── Entries supplied
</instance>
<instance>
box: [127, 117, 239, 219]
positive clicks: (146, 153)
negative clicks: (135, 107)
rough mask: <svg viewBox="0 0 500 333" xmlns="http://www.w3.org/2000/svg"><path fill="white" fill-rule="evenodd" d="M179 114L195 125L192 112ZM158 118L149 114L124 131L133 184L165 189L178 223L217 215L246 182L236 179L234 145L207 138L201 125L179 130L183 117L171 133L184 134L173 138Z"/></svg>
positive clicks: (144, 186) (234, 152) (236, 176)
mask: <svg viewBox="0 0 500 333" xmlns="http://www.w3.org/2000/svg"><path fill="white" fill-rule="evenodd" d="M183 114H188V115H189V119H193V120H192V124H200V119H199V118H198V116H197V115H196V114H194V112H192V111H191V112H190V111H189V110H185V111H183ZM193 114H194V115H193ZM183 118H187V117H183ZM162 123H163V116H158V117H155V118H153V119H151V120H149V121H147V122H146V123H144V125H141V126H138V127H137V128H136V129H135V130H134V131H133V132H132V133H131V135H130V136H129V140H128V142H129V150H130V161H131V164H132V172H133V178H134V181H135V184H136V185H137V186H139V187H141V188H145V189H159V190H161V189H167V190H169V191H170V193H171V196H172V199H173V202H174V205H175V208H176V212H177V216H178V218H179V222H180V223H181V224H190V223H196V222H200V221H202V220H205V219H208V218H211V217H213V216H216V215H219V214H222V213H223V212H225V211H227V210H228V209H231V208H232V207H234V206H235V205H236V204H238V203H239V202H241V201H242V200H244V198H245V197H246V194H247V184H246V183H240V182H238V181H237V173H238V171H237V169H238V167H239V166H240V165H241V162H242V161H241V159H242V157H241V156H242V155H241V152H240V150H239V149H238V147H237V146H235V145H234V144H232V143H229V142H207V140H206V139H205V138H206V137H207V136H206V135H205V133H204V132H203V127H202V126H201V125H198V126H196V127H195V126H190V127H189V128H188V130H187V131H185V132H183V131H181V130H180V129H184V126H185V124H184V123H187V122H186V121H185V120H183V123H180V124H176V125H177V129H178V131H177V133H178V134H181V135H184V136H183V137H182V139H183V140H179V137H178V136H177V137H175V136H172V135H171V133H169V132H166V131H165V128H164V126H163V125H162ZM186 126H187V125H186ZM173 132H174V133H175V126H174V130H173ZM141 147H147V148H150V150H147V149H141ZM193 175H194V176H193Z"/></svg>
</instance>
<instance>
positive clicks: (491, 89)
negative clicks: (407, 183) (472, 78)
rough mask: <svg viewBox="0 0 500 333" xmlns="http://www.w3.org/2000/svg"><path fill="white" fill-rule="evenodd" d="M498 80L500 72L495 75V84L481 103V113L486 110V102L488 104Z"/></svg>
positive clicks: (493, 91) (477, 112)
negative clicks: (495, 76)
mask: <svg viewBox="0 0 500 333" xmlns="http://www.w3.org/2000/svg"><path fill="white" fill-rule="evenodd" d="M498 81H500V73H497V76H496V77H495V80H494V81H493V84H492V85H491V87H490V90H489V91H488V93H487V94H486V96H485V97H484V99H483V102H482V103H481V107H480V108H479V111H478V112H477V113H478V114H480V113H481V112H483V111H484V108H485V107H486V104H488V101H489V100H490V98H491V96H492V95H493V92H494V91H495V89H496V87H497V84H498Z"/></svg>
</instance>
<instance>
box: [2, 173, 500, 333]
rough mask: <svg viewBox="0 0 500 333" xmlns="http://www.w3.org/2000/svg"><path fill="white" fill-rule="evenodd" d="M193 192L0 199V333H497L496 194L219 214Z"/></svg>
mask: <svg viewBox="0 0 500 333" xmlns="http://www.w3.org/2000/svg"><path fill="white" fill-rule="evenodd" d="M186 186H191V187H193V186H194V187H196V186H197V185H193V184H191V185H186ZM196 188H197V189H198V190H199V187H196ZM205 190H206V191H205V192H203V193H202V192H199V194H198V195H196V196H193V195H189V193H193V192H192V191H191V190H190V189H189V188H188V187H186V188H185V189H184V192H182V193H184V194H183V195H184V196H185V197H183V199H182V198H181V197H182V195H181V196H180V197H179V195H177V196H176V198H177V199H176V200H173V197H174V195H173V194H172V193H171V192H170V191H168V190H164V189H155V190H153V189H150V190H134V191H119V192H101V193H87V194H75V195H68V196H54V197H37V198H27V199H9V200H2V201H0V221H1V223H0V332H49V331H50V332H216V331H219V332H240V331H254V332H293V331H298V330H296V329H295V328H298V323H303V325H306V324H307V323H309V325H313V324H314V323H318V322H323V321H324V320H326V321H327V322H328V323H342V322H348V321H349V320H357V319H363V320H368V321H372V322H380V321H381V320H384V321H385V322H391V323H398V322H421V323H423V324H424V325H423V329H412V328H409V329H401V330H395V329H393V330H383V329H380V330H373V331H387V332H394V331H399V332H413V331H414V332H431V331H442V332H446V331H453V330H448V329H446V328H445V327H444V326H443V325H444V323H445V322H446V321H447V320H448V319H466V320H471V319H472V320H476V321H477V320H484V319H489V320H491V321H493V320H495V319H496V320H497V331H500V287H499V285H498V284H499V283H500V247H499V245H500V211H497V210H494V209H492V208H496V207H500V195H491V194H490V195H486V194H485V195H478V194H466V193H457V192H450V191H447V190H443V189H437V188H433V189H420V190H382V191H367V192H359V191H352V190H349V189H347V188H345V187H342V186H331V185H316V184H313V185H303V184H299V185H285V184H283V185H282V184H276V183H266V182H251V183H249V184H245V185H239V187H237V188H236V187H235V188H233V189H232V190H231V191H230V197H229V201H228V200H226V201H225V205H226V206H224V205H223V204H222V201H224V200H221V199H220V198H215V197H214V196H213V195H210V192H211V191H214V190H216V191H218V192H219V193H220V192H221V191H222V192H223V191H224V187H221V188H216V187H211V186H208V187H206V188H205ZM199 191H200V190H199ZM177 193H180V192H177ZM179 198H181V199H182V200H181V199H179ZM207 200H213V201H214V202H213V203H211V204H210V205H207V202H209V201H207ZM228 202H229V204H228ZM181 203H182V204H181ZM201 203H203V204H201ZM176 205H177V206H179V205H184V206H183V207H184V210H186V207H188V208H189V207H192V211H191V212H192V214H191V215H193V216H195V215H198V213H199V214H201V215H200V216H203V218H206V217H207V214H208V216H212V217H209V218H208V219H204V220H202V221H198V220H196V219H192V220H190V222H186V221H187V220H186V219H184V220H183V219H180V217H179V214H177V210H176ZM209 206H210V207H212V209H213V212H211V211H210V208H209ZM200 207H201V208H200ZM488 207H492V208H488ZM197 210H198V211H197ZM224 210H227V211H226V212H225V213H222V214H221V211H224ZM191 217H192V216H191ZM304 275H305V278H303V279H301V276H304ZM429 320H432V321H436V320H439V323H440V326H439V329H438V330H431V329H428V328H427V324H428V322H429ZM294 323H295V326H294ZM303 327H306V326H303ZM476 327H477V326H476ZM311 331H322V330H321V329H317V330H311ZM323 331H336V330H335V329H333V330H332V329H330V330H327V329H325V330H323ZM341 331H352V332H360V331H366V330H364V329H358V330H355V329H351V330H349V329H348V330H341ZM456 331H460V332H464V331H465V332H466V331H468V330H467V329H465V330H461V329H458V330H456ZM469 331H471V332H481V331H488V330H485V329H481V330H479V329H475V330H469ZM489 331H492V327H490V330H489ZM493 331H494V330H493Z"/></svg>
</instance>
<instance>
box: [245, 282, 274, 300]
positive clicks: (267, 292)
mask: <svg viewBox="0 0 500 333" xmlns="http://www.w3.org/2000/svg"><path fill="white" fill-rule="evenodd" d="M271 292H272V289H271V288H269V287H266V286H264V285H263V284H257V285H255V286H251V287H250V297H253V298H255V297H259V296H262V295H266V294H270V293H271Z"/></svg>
────
Work request: For this exercise, give the entries above again with no difference at all.

Output of the task:
</instance>
<instance>
box: [127, 117, 239, 219]
positive clicks: (146, 153)
negative clicks: (135, 107)
rough mask: <svg viewBox="0 0 500 333" xmlns="http://www.w3.org/2000/svg"><path fill="white" fill-rule="evenodd" d="M179 114L195 125L192 112ZM158 118L149 114L124 131L133 184L165 189L178 223L217 215L246 182L236 179L234 145L207 138L201 125L179 130L183 117L171 133L184 134L173 138Z"/></svg>
positive clicks: (144, 186) (234, 152) (236, 176)
mask: <svg viewBox="0 0 500 333" xmlns="http://www.w3.org/2000/svg"><path fill="white" fill-rule="evenodd" d="M183 114H188V115H189V119H193V120H192V124H200V119H199V118H198V116H197V115H196V114H194V112H192V111H191V112H190V111H189V110H185V111H183ZM193 114H194V115H193ZM183 118H187V117H183ZM162 123H163V116H158V117H155V118H153V119H151V120H149V121H147V122H146V123H144V125H141V126H138V127H137V128H136V129H135V130H134V131H133V132H132V133H131V135H130V136H129V140H128V142H129V150H130V161H131V164H132V172H133V178H134V181H135V184H136V185H137V186H139V187H141V188H145V189H159V190H161V189H167V190H169V191H170V193H171V196H172V199H173V202H174V205H175V208H176V212H177V216H178V218H179V222H180V223H181V224H190V223H196V222H200V221H202V220H205V219H208V218H211V217H213V216H216V215H219V214H222V213H223V212H225V211H227V210H228V209H231V208H232V207H234V206H235V205H236V204H238V203H239V202H241V201H242V200H244V198H245V197H246V194H247V184H246V183H240V182H238V181H237V173H238V171H237V169H238V167H239V166H240V165H241V162H242V161H241V159H242V157H241V156H242V155H241V152H240V150H239V149H238V147H237V146H235V145H234V144H232V143H229V142H207V140H206V139H205V138H206V137H207V136H206V135H205V133H204V132H203V127H202V126H201V125H198V126H196V127H195V126H190V127H189V128H188V130H187V131H185V132H183V131H181V130H180V129H184V126H185V124H184V123H187V122H186V121H185V120H183V123H180V124H176V125H177V129H178V131H177V133H178V134H181V135H184V136H183V137H182V139H183V140H179V137H178V136H177V137H175V136H172V135H171V133H169V132H166V131H165V128H164V126H163V125H162ZM186 126H187V125H186ZM173 132H174V133H175V126H174V130H173ZM141 147H147V148H150V150H147V149H141ZM193 175H194V176H193Z"/></svg>
</instance>
<instance>
positive clicks: (491, 89)
negative clicks: (407, 183) (472, 78)
rough mask: <svg viewBox="0 0 500 333" xmlns="http://www.w3.org/2000/svg"><path fill="white" fill-rule="evenodd" d="M498 80L500 72L495 75V84L481 103V113L486 110V102L488 104Z"/></svg>
positive clicks: (493, 91) (477, 112)
negative clicks: (495, 76)
mask: <svg viewBox="0 0 500 333" xmlns="http://www.w3.org/2000/svg"><path fill="white" fill-rule="evenodd" d="M498 81H500V73H497V76H496V77H495V80H494V81H493V84H492V85H491V87H490V90H489V91H488V93H487V94H486V96H485V97H484V99H483V102H482V103H481V107H480V108H479V111H478V112H477V113H478V114H480V113H481V112H483V111H484V108H485V107H486V104H488V101H489V100H490V98H491V96H492V95H493V92H494V91H495V89H496V87H497V84H498Z"/></svg>
</instance>
<instance>
box: [2, 173, 500, 333]
rough mask: <svg viewBox="0 0 500 333" xmlns="http://www.w3.org/2000/svg"><path fill="white" fill-rule="evenodd" d="M193 192L0 199V333H497L496 194L219 214Z"/></svg>
mask: <svg viewBox="0 0 500 333" xmlns="http://www.w3.org/2000/svg"><path fill="white" fill-rule="evenodd" d="M186 186H191V187H193V186H194V187H196V186H197V185H193V184H191V185H186ZM196 188H197V189H198V190H199V187H196ZM205 190H206V191H205V192H203V193H202V192H199V194H198V195H196V196H193V195H189V193H193V192H192V191H191V190H190V189H189V188H188V187H186V188H185V189H184V192H182V193H184V194H183V195H184V196H185V197H183V199H182V198H181V197H182V195H181V196H180V197H179V195H177V196H176V198H177V199H176V200H173V197H174V195H173V194H172V193H171V192H170V191H168V190H164V189H155V190H153V189H150V190H134V191H119V192H101V193H87V194H75V195H68V196H54V197H37V198H27V199H9V200H2V201H0V221H1V223H0V332H49V331H50V332H216V331H219V332H240V331H254V332H293V331H298V330H296V329H295V328H298V323H303V325H306V324H307V323H309V325H313V324H314V323H318V322H323V321H324V320H326V321H327V322H328V323H342V322H348V321H349V320H357V319H363V320H368V321H372V322H380V321H381V320H384V321H385V322H391V323H398V322H421V323H423V324H424V325H423V329H412V328H409V329H401V330H395V329H393V330H383V329H380V330H373V331H387V332H394V331H399V332H413V331H414V332H431V331H442V332H446V331H453V330H448V329H446V328H445V327H444V326H443V325H444V323H445V322H446V321H447V320H448V319H466V320H471V319H472V320H476V321H477V320H484V319H489V320H491V321H493V320H495V319H496V320H497V331H500V287H499V285H498V284H499V283H500V247H499V245H500V211H497V210H494V209H492V208H496V207H500V195H491V194H490V195H486V194H485V195H478V194H466V193H457V192H450V191H447V190H443V189H437V188H433V189H420V190H382V191H367V192H359V191H352V190H349V189H347V188H345V187H342V186H331V185H316V184H313V185H303V184H299V185H285V184H283V185H282V184H276V183H266V182H251V183H249V184H245V185H239V187H237V188H236V187H235V188H233V189H232V190H231V191H230V197H229V201H228V200H226V201H225V205H226V206H224V205H223V204H222V201H224V200H221V199H220V198H215V197H214V196H213V195H210V192H211V191H214V190H216V191H218V192H219V193H220V192H221V191H222V192H223V191H224V187H221V188H216V187H211V186H208V187H206V188H205ZM199 191H200V190H199ZM177 193H180V192H177ZM179 198H181V199H182V200H181V199H179ZM207 200H213V201H214V202H213V203H211V204H210V205H207V202H209V201H207ZM228 202H229V204H228ZM181 203H182V204H181ZM201 203H203V204H201ZM176 205H177V206H179V205H184V206H183V207H184V210H186V207H188V208H189V207H192V211H191V212H192V214H191V215H193V216H195V215H198V213H199V214H201V215H200V216H203V218H206V217H207V214H208V216H212V217H209V218H208V219H204V220H202V221H198V220H196V219H192V220H190V222H186V221H187V220H186V219H184V220H183V219H180V217H179V214H177V210H176ZM209 206H210V207H212V209H213V212H211V211H210V208H209ZM200 207H201V208H200ZM488 207H492V208H488ZM197 210H198V211H197ZM224 210H227V211H226V212H225V213H222V214H221V211H224ZM191 217H192V216H191ZM304 275H305V278H303V279H301V276H304ZM429 320H432V321H436V320H439V323H440V326H439V329H438V330H431V329H428V328H427V324H428V322H429ZM294 323H295V326H294ZM303 327H306V326H303ZM476 327H477V326H476ZM311 331H322V330H321V329H317V330H311ZM323 331H336V330H335V329H333V330H332V329H330V330H327V329H325V330H323ZM341 331H352V332H360V331H366V330H364V329H358V330H355V329H351V330H349V329H348V330H341ZM456 331H460V332H464V331H465V332H466V331H468V330H467V329H465V330H461V329H458V330H456ZM469 331H471V332H481V331H488V330H485V329H481V330H479V329H475V330H469ZM489 331H492V327H490V330H489ZM493 331H494V330H493Z"/></svg>
</instance>
<instance>
box: [245, 282, 274, 300]
positive clicks: (267, 292)
mask: <svg viewBox="0 0 500 333" xmlns="http://www.w3.org/2000/svg"><path fill="white" fill-rule="evenodd" d="M271 292H272V289H271V288H269V287H266V286H264V285H263V284H257V285H255V286H251V287H250V297H253V298H255V297H259V296H262V295H266V294H270V293H271Z"/></svg>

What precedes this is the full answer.